Data entries
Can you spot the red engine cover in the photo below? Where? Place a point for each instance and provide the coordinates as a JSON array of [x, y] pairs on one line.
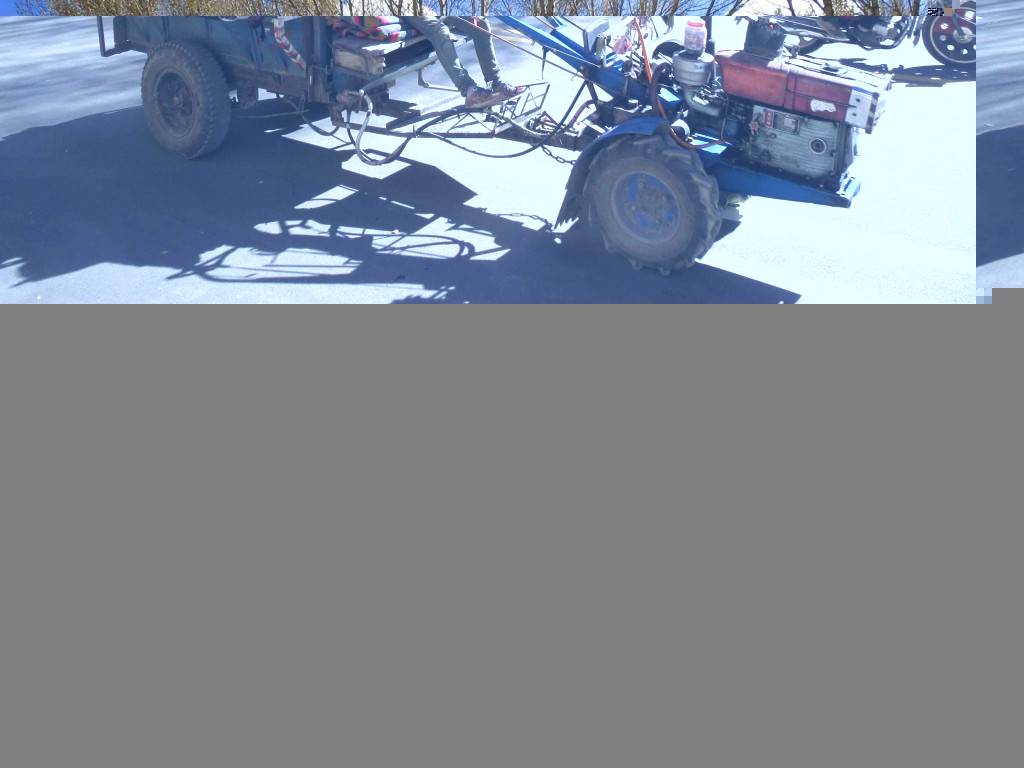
[[827, 92]]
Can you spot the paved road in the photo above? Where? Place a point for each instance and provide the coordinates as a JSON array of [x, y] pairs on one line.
[[93, 211], [1000, 145]]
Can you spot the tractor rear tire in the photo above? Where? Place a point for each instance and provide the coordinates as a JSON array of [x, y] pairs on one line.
[[653, 203], [185, 99]]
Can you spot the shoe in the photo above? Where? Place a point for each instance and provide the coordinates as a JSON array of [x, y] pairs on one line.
[[479, 98], [509, 91]]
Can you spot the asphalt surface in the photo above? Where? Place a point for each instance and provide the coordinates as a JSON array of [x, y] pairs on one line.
[[93, 211], [1000, 145]]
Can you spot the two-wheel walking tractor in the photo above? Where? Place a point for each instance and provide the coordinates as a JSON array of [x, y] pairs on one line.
[[680, 137]]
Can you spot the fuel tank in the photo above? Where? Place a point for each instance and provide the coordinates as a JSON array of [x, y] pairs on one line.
[[823, 91]]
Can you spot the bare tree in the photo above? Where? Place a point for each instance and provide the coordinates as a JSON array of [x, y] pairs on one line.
[[388, 7]]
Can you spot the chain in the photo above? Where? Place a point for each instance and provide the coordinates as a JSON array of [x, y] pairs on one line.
[[563, 161]]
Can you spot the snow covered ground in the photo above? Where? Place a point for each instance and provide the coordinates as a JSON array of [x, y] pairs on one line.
[[1000, 144]]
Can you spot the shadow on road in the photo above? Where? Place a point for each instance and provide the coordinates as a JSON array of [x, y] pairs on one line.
[[260, 212], [1000, 188]]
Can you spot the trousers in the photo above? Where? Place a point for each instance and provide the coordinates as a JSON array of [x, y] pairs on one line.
[[436, 31]]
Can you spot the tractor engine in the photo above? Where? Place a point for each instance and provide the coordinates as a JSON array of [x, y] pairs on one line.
[[795, 116]]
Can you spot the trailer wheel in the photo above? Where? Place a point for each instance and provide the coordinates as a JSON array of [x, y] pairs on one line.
[[947, 45], [652, 203], [185, 99]]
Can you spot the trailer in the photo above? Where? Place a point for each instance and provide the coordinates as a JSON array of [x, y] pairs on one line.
[[670, 142]]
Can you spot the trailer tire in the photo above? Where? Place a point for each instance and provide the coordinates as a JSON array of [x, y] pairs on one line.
[[185, 99], [653, 203]]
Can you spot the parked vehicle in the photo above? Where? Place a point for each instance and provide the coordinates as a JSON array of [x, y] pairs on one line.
[[948, 32], [681, 138]]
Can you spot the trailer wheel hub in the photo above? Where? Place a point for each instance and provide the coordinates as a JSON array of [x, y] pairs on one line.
[[174, 100]]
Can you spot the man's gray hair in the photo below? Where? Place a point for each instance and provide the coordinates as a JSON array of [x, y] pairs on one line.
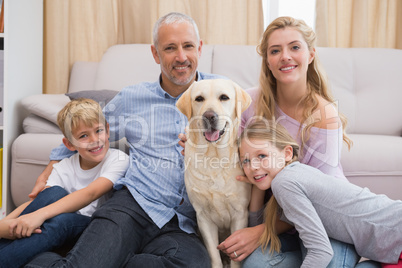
[[170, 18]]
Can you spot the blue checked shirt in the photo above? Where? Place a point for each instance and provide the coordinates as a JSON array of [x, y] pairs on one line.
[[148, 118]]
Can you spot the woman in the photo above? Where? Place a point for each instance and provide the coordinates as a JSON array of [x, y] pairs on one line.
[[294, 92]]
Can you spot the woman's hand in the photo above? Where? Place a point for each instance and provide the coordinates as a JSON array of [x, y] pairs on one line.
[[243, 242]]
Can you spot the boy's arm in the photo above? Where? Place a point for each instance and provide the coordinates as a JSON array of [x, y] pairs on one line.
[[26, 224], [5, 223], [42, 179]]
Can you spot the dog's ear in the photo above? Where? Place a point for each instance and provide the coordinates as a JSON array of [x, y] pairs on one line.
[[243, 100], [184, 102]]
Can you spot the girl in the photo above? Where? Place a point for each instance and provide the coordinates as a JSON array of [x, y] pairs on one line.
[[294, 91], [318, 205]]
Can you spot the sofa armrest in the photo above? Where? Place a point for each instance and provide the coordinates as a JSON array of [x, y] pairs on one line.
[[45, 105], [82, 76]]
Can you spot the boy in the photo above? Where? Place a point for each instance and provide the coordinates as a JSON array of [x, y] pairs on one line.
[[76, 183]]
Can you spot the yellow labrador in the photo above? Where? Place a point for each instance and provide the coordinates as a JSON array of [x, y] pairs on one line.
[[213, 108]]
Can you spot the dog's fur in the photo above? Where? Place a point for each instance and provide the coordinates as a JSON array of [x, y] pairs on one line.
[[213, 108]]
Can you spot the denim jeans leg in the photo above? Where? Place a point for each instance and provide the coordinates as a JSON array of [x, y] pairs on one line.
[[55, 232], [14, 253], [112, 235], [44, 198], [345, 255], [289, 257], [172, 247], [368, 264]]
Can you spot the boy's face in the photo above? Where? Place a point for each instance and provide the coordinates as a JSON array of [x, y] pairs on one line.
[[261, 161], [92, 143]]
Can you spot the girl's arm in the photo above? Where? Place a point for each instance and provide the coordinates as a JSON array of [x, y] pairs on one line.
[[257, 199], [299, 210], [24, 225]]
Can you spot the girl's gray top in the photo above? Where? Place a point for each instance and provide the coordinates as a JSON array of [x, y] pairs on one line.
[[321, 206]]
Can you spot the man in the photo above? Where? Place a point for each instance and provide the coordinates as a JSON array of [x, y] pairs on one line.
[[149, 221]]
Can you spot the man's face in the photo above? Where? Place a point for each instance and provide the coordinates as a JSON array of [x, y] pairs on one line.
[[177, 52]]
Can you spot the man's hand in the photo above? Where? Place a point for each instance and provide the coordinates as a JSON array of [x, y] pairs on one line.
[[243, 241], [25, 226], [182, 141], [41, 180]]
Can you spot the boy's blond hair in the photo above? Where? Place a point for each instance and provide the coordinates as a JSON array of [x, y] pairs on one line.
[[78, 111]]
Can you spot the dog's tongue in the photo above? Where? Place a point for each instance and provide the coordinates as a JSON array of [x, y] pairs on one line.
[[212, 135]]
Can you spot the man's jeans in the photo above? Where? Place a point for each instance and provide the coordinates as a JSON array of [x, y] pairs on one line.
[[121, 234], [55, 231]]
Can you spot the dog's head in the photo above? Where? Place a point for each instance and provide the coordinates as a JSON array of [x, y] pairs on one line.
[[213, 107]]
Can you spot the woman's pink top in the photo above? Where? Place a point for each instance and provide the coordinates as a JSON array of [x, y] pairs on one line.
[[322, 150]]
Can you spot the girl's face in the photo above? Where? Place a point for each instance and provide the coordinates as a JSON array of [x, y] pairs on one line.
[[262, 161], [288, 56]]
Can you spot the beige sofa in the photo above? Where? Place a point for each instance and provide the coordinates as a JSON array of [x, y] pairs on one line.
[[367, 83]]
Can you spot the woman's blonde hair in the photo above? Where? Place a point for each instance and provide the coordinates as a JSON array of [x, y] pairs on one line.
[[81, 110], [317, 83], [278, 136]]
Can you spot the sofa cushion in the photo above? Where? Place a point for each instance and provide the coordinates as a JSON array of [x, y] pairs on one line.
[[102, 96], [121, 65], [244, 65], [366, 82], [35, 124], [129, 64], [82, 76], [45, 105], [374, 161]]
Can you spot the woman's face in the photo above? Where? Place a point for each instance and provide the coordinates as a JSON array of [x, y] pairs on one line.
[[288, 56]]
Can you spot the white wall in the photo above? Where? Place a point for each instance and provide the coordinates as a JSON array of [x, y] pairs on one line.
[[300, 9]]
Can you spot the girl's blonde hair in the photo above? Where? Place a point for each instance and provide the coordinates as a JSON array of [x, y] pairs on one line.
[[317, 83], [81, 110], [278, 136]]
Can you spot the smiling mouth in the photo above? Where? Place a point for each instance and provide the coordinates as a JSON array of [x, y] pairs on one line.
[[97, 149], [260, 177], [288, 68]]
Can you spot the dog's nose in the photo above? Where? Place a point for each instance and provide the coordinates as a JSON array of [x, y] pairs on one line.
[[210, 119]]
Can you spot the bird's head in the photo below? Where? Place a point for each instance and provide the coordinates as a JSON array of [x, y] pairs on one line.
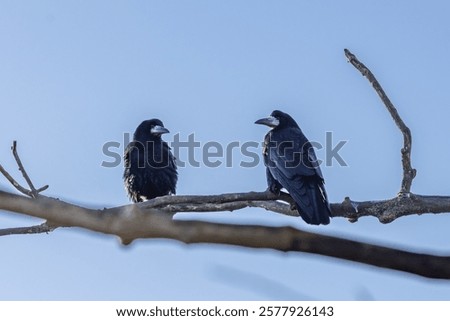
[[277, 119], [150, 128]]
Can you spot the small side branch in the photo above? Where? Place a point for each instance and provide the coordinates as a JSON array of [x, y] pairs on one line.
[[36, 229], [32, 192], [408, 172]]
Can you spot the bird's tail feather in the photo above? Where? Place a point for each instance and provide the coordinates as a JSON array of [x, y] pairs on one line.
[[312, 203]]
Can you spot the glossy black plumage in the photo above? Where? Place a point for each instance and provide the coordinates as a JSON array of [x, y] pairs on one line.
[[291, 163], [150, 169]]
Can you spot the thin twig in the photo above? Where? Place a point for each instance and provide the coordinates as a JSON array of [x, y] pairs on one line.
[[32, 192], [36, 229], [22, 169], [14, 183], [408, 172]]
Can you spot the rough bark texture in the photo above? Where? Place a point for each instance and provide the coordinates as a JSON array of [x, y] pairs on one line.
[[154, 218]]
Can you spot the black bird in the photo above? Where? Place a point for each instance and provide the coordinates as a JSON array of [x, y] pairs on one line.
[[150, 169], [291, 163]]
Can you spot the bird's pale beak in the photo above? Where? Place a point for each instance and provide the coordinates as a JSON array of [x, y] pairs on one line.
[[269, 121], [159, 130]]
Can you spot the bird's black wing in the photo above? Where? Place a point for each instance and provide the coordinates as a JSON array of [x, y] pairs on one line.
[[133, 181], [291, 161], [291, 153]]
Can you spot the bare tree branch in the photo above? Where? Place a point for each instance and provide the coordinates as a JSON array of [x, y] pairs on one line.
[[153, 219], [41, 228], [131, 222], [32, 192], [408, 172]]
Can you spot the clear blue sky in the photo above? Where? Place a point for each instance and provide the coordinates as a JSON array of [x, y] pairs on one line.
[[75, 75]]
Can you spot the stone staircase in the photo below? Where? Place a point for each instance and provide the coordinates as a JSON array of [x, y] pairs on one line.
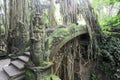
[[15, 70]]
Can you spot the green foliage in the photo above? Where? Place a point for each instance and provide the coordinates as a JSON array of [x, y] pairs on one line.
[[29, 75], [110, 24], [2, 53], [52, 77], [61, 34], [110, 57]]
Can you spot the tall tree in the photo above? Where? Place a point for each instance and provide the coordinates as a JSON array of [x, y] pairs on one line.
[[18, 29]]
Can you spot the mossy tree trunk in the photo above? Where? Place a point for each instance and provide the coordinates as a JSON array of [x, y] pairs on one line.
[[18, 29]]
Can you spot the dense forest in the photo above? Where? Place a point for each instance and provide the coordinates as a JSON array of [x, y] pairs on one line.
[[59, 39]]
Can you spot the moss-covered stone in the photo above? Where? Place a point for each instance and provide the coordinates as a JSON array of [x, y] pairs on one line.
[[29, 75], [59, 36]]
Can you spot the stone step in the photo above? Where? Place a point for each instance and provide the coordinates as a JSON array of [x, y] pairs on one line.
[[27, 53], [12, 71], [24, 58], [3, 76], [18, 64]]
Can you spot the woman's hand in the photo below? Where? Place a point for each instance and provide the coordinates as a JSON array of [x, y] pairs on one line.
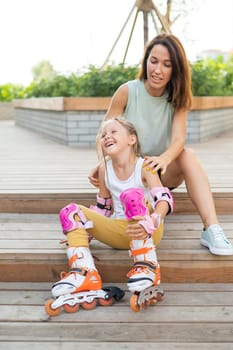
[[153, 164], [94, 176]]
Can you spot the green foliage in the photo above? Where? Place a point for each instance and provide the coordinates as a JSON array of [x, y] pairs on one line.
[[43, 70], [9, 92], [210, 77], [104, 83]]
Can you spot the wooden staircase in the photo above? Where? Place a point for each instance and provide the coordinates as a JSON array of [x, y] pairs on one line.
[[197, 311]]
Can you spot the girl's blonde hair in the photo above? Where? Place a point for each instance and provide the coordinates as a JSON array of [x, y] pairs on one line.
[[130, 128]]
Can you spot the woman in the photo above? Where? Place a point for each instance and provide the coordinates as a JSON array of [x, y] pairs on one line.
[[157, 104], [131, 207]]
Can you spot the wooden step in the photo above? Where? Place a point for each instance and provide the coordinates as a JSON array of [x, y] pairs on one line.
[[192, 316], [51, 203], [30, 251]]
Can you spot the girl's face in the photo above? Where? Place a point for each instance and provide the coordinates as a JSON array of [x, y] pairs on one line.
[[115, 138], [159, 70]]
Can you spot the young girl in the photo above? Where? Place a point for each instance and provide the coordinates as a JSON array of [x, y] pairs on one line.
[[122, 185]]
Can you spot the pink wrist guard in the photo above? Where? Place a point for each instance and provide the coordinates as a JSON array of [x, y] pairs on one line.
[[133, 202], [103, 206], [68, 222], [163, 194]]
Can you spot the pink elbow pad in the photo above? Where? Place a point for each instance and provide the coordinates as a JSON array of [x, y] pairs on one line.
[[103, 206], [133, 202], [163, 194]]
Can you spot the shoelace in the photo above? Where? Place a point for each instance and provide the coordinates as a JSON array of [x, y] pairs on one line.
[[218, 234]]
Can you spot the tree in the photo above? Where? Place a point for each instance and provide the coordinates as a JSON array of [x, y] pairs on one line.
[[43, 71]]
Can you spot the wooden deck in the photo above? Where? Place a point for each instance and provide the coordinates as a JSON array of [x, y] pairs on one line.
[[37, 178], [41, 176], [192, 316]]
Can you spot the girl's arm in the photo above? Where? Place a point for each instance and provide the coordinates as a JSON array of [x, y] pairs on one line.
[[163, 205], [104, 200]]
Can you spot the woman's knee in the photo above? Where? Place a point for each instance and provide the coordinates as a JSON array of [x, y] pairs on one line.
[[187, 155]]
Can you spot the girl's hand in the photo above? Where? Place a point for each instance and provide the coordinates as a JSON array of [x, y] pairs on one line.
[[135, 230], [94, 176], [153, 164]]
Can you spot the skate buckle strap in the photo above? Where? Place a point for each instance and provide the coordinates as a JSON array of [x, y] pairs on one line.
[[139, 251], [148, 225], [79, 270], [75, 257], [142, 265]]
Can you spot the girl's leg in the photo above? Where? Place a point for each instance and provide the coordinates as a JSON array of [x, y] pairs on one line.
[[112, 231], [188, 168], [83, 275]]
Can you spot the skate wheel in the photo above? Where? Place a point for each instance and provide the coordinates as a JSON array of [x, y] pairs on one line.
[[153, 301], [70, 309], [134, 303], [160, 296], [105, 302], [89, 306], [50, 311]]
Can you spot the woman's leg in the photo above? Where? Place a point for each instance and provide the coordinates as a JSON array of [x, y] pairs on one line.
[[187, 167]]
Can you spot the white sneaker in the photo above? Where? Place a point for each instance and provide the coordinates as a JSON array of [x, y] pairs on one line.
[[215, 239]]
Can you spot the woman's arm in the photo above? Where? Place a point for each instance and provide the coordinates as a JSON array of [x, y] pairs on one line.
[[178, 138]]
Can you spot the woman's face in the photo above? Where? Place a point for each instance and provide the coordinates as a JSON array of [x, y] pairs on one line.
[[159, 70]]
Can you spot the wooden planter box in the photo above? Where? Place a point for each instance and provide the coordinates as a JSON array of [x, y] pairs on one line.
[[74, 121]]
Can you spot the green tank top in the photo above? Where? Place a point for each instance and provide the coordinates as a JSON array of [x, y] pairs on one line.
[[152, 117]]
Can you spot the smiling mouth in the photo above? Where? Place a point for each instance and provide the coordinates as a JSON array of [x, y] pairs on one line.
[[109, 144]]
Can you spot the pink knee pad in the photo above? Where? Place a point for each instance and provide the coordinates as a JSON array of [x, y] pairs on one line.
[[67, 220], [163, 194], [133, 202]]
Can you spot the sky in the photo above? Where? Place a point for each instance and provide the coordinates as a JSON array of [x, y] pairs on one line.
[[73, 34]]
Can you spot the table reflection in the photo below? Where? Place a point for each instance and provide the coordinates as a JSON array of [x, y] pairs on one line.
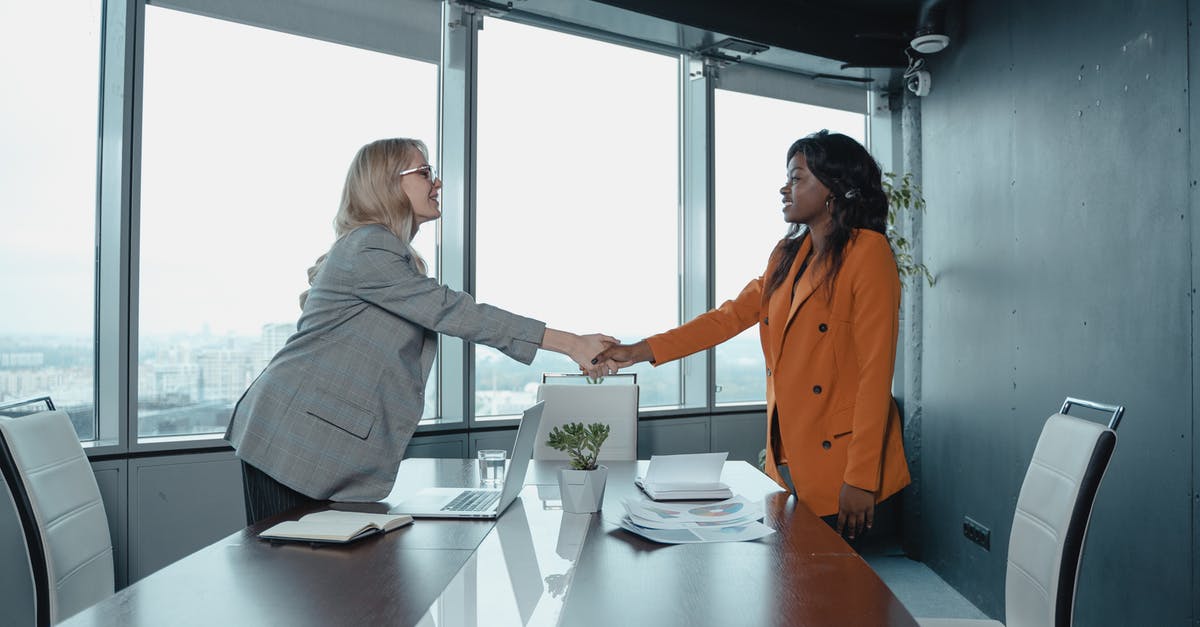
[[521, 573]]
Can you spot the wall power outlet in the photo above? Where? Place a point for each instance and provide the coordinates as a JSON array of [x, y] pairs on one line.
[[976, 532]]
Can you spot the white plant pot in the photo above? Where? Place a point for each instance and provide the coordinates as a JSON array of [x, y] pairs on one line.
[[582, 490]]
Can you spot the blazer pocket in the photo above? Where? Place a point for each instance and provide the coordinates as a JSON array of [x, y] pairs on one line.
[[341, 413]]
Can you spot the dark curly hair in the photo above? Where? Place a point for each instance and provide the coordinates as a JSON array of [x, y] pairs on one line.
[[857, 197]]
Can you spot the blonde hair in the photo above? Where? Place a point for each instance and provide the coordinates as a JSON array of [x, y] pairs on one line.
[[372, 196]]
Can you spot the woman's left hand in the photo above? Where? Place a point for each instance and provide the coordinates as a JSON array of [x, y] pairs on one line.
[[587, 348], [856, 511]]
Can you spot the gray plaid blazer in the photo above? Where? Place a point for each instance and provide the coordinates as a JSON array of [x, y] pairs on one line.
[[334, 410]]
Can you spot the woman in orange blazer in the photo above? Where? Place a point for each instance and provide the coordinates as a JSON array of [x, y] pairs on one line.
[[827, 310]]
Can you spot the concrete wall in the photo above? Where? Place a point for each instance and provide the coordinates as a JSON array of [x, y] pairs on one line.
[[1056, 148]]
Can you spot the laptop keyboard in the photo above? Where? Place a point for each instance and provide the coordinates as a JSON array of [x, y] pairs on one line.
[[473, 501]]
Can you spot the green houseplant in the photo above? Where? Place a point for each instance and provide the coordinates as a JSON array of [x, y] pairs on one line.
[[581, 443], [581, 484], [904, 195]]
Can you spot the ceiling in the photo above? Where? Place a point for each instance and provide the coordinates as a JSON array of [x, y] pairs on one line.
[[850, 42], [857, 33]]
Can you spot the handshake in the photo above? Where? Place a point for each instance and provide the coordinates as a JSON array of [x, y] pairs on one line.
[[599, 354]]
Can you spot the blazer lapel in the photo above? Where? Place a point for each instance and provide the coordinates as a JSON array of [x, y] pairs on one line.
[[783, 305]]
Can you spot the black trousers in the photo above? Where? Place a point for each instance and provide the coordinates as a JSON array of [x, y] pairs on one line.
[[265, 496]]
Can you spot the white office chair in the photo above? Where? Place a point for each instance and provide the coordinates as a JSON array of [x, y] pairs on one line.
[[1050, 523], [612, 404], [61, 514]]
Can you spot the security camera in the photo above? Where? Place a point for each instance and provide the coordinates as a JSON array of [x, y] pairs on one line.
[[919, 83]]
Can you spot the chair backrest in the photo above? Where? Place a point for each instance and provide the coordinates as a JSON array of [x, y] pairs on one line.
[[1051, 518], [61, 513], [615, 405]]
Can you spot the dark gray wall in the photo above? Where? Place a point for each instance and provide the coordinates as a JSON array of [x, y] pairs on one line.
[[1056, 166]]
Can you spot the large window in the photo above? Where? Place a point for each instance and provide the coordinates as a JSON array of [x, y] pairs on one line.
[[49, 67], [753, 136], [246, 137], [579, 199]]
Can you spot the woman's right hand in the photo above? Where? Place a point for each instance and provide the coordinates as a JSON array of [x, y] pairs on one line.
[[624, 356], [587, 350]]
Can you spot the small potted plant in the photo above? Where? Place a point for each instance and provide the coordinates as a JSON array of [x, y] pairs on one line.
[[582, 484]]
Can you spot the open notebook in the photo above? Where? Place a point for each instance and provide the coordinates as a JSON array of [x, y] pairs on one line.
[[335, 525]]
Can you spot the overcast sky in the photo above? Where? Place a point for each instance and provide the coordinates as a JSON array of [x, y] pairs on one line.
[[245, 148]]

■ Work to complete
Give back, unchanged, the line containing "Can you spot the large" and each line that comes after it in the entries above, ending with the last.

■ Exercise output
Can you spot the large window in the photo above? Where? Place a point for each instance and provide the coordinates as a JSON array of [x, y] pairs on one line.
[[49, 67], [753, 136], [246, 137], [579, 199]]
Can you spot the woman's right hand in the photo above? Where? Place a point for each instance and provide the coordinates as a JSON array of [x, y] pairs on one line.
[[624, 356], [587, 350]]
Can you spot the small potted plant in the photo above? Where? Place a point for each instance and provide the coordinates as a JSON array of [x, y] pairs on one line.
[[582, 484]]
Can you spot the open notebook in the photo above? Where? Place a point for each instance and provide the coordinates as a JSON array of [x, y] pairs on one line.
[[335, 525]]
Can you spot the overcast sky in the photo above? Where? Place a point for each instance and provide the coordinates as a JSON array of [x, y] pairs on one line.
[[245, 148]]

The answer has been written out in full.